--- Records for this exercise ---
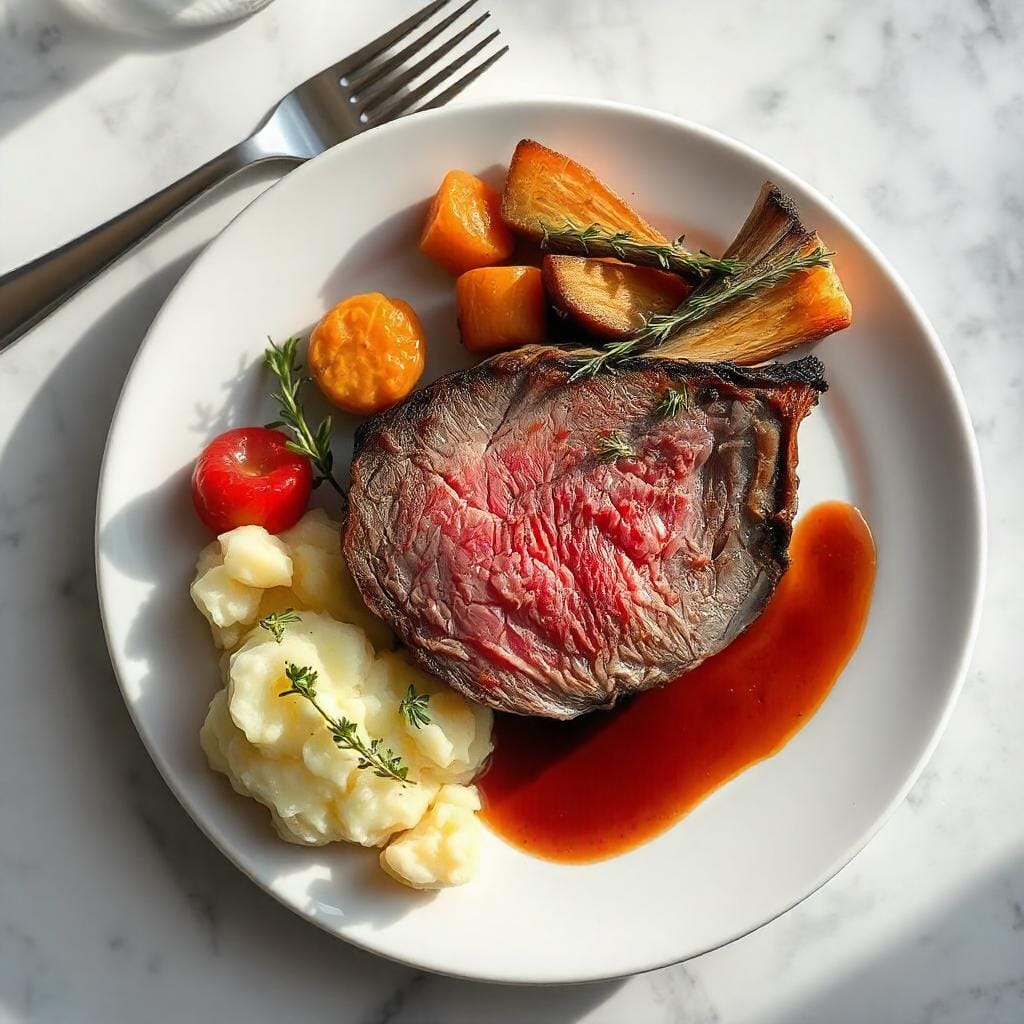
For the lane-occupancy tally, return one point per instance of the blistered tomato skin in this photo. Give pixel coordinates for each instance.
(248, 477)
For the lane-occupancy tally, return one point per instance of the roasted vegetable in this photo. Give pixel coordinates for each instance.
---
--- Records for this exercise ---
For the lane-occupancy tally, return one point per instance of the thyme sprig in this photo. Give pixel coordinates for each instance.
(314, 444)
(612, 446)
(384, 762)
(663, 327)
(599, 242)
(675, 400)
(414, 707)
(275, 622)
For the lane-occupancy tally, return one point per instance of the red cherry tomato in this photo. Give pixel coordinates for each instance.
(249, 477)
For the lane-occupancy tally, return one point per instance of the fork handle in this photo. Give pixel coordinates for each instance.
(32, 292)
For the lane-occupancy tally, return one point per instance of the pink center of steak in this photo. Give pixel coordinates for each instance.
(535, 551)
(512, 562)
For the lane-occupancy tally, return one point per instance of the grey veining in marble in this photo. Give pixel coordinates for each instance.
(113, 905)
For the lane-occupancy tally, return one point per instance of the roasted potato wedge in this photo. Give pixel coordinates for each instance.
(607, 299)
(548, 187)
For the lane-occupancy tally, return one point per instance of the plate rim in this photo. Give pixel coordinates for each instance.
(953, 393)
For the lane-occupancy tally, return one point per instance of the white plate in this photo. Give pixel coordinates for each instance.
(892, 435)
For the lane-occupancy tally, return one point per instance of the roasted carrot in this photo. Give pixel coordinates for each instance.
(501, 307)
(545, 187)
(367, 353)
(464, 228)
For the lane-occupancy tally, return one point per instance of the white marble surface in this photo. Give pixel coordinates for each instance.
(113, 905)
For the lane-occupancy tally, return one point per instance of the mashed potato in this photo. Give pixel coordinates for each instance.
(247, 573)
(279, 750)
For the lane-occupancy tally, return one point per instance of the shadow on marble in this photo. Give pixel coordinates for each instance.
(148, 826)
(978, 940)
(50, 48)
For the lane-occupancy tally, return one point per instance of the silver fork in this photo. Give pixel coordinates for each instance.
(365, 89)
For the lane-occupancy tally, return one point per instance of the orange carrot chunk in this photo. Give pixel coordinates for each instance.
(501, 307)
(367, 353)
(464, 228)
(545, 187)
---
--- Records for this exercise ---
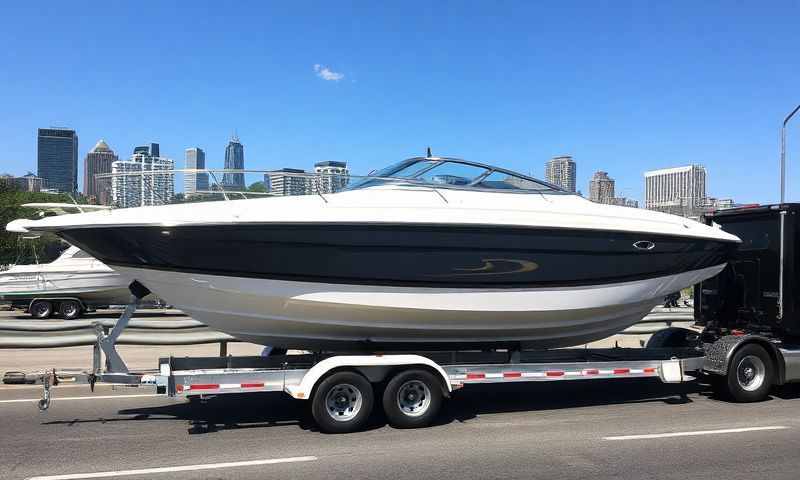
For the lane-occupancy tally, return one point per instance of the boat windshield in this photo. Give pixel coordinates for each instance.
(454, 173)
---
Work to do: Edit the rows from the one containing "of the blistered" down through the one containing "the roasted vegetable", changing "lane-occupancy tally" to "plate inventory" and leaving everything else as it is.

Task result:
For the plate inventory, return one point per instance of the blistered tomato skin in this photo. Give pixel coordinates for each instance.
(248, 477)
For the plate inventory, return one point per instance of the roasted vegetable in this photo. Give pixel coordinates for each instance.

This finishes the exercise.